**Task objective**
Substitute "fill rule" for "ring rule" throughout the records below, and reproduce them with nothing else changed.

* Begin The input *

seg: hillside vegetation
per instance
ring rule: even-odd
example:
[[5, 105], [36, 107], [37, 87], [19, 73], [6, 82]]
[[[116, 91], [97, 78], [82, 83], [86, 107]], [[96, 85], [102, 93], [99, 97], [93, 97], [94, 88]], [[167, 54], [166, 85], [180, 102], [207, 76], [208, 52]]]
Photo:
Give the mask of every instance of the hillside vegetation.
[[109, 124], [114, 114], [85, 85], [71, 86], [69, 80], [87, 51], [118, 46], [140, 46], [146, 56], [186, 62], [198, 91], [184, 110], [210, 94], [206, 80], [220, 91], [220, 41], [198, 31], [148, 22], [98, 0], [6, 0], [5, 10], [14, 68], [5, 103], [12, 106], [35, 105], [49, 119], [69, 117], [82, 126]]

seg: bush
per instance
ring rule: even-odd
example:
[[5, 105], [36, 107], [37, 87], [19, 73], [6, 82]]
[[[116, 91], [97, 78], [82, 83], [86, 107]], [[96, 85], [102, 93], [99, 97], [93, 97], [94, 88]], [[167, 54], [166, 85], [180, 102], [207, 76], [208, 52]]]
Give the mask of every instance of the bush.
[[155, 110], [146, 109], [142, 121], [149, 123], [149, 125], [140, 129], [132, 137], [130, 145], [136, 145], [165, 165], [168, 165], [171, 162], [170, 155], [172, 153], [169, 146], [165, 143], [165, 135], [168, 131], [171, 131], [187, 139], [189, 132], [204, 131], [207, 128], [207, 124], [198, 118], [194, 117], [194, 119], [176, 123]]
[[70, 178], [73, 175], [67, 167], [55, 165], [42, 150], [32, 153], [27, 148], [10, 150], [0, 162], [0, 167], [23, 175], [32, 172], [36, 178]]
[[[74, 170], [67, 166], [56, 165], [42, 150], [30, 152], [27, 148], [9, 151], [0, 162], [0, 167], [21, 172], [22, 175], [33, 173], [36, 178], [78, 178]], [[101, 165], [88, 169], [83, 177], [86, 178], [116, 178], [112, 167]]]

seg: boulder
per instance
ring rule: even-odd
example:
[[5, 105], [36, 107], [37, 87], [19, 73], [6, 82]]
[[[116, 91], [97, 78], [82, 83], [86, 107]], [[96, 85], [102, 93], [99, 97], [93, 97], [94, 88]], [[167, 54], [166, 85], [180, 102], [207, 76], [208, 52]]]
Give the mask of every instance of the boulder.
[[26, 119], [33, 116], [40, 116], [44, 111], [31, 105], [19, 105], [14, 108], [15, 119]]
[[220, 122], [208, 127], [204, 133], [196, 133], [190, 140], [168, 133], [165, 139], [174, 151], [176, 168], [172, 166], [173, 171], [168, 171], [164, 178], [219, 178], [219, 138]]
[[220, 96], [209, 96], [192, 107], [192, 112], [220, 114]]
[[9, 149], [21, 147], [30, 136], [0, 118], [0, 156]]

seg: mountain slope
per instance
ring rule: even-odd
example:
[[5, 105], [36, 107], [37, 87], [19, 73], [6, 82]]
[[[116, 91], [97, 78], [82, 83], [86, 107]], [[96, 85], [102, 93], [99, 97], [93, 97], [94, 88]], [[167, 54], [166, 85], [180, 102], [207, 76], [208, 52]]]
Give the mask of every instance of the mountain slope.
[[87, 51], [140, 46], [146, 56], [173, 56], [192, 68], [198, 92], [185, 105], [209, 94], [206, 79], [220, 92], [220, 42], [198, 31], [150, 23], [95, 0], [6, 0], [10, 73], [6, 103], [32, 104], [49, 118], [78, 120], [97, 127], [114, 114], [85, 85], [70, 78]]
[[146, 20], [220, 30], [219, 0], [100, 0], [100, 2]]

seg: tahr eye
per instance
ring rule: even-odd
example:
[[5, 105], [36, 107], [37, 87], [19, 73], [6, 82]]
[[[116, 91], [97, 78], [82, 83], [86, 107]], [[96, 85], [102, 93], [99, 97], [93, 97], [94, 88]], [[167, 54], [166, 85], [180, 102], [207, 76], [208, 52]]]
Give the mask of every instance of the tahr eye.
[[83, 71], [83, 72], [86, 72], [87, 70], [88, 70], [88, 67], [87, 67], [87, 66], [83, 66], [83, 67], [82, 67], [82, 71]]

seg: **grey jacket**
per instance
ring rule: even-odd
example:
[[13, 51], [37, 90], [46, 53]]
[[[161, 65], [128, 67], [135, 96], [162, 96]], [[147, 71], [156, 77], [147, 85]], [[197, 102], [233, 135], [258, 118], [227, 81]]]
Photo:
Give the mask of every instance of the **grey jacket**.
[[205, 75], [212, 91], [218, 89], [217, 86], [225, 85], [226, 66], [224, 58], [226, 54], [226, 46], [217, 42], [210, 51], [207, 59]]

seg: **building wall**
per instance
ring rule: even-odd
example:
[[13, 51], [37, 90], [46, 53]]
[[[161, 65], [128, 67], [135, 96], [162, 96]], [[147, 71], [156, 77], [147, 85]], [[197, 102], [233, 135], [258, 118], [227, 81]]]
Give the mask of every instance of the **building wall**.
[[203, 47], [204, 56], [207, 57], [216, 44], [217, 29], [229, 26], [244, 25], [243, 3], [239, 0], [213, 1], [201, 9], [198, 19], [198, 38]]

* End The input *

**Reply**
seg: hillside vegetation
per instance
fill rule: even-odd
example:
[[5, 105], [36, 107], [37, 87], [19, 73], [6, 82]]
[[[116, 91], [97, 78], [82, 83], [86, 107]], [[96, 85], [102, 93], [99, 97], [93, 97], [94, 88]], [[167, 54], [166, 85], [180, 102], [207, 76], [208, 52]]]
Photo:
Give the mask of every instance of the hillside vegetation.
[[109, 124], [114, 114], [85, 85], [71, 86], [69, 80], [87, 51], [118, 46], [140, 46], [146, 56], [186, 62], [198, 91], [184, 110], [210, 94], [206, 80], [220, 91], [220, 41], [198, 31], [148, 22], [98, 0], [6, 0], [5, 10], [14, 68], [5, 103], [12, 106], [35, 105], [49, 119], [69, 117], [82, 126]]

seg: bush
per instance
fill rule: even-odd
example:
[[5, 105], [36, 107], [37, 87], [19, 73], [6, 82]]
[[[116, 91], [97, 78], [82, 83], [86, 107]], [[96, 85], [102, 93], [99, 97], [93, 97], [94, 88]], [[167, 54], [166, 85], [180, 102], [207, 76], [208, 52]]]
Give the mask of every instance of the bush.
[[155, 110], [146, 109], [142, 121], [149, 123], [149, 125], [140, 129], [132, 137], [130, 145], [136, 145], [165, 165], [168, 165], [171, 162], [170, 155], [172, 153], [169, 146], [165, 143], [165, 135], [168, 131], [171, 131], [187, 139], [189, 132], [204, 131], [207, 128], [207, 124], [198, 118], [194, 117], [194, 119], [176, 123]]
[[70, 178], [73, 175], [67, 167], [55, 165], [42, 150], [32, 153], [27, 148], [10, 150], [0, 162], [0, 167], [23, 175], [32, 172], [36, 178]]
[[[74, 170], [67, 166], [56, 165], [42, 150], [30, 152], [27, 148], [9, 151], [0, 162], [0, 167], [21, 172], [22, 175], [33, 173], [36, 178], [78, 178]], [[101, 165], [88, 169], [83, 177], [86, 178], [116, 178], [112, 167]]]

seg: boulder
per instance
fill rule: even-odd
example:
[[5, 105], [36, 107], [37, 87], [19, 73], [6, 82]]
[[[116, 91], [97, 78], [82, 83], [86, 107]], [[96, 85], [102, 93], [99, 97], [93, 97], [94, 88]], [[167, 54], [166, 85], [180, 102], [207, 76], [208, 52]]]
Give the mask of every instance of the boulder.
[[26, 119], [33, 116], [40, 116], [44, 111], [31, 105], [19, 105], [14, 108], [15, 119]]
[[220, 122], [208, 127], [204, 133], [196, 133], [190, 140], [168, 133], [165, 139], [174, 151], [176, 168], [172, 166], [173, 171], [168, 171], [164, 178], [219, 178], [219, 138]]
[[220, 96], [209, 96], [192, 107], [192, 112], [220, 114]]
[[9, 149], [21, 147], [30, 136], [0, 118], [0, 156]]

seg: mountain slope
per instance
fill rule: even-odd
example:
[[5, 105], [36, 107], [37, 87], [19, 73], [6, 82]]
[[[116, 91], [97, 78], [82, 83], [86, 107]], [[96, 85], [102, 93], [99, 97], [93, 97], [94, 88]], [[167, 54], [166, 85], [180, 102], [207, 76], [208, 52]]]
Give the mask of every instance of the mountain slope.
[[87, 51], [140, 46], [146, 56], [173, 56], [192, 68], [198, 92], [185, 105], [209, 94], [206, 79], [220, 92], [220, 42], [198, 31], [150, 23], [95, 0], [6, 0], [10, 73], [6, 103], [32, 104], [49, 118], [78, 120], [97, 127], [114, 114], [85, 85], [70, 78]]
[[146, 20], [220, 30], [219, 0], [100, 0], [100, 2]]

seg: tahr eye
per instance
fill rule: even-odd
example:
[[5, 105], [36, 107], [37, 87], [19, 73], [6, 82]]
[[[116, 91], [97, 78], [82, 83], [86, 107]], [[96, 85], [102, 93], [99, 97], [93, 97], [94, 88]], [[167, 54], [166, 85], [180, 102], [207, 76], [208, 52]]]
Give the mask of every instance of the tahr eye.
[[83, 71], [83, 72], [86, 72], [87, 70], [88, 70], [88, 67], [87, 67], [87, 66], [83, 66], [83, 67], [82, 67], [82, 71]]

seg: **grey jacket**
per instance
fill rule: even-odd
example:
[[13, 51], [37, 90], [46, 53]]
[[[161, 65], [128, 67], [135, 96], [162, 96]], [[147, 71], [156, 77], [147, 85]], [[197, 102], [233, 135], [258, 118], [227, 81]]]
Photo:
Give the mask of every instance of the **grey jacket**.
[[205, 75], [212, 91], [218, 89], [217, 86], [225, 85], [226, 66], [224, 58], [226, 54], [226, 46], [217, 42], [210, 51], [207, 59]]

seg: **building wall**
per instance
fill rule: even-odd
example:
[[13, 51], [37, 90], [46, 53]]
[[[161, 65], [128, 67], [135, 96], [162, 96]], [[147, 71], [156, 77], [147, 85]], [[197, 102], [233, 135], [258, 118], [227, 81]]]
Give the mask of every instance of the **building wall**.
[[203, 47], [204, 56], [207, 57], [216, 44], [217, 29], [229, 26], [244, 25], [243, 3], [239, 0], [213, 1], [201, 9], [198, 19], [198, 38]]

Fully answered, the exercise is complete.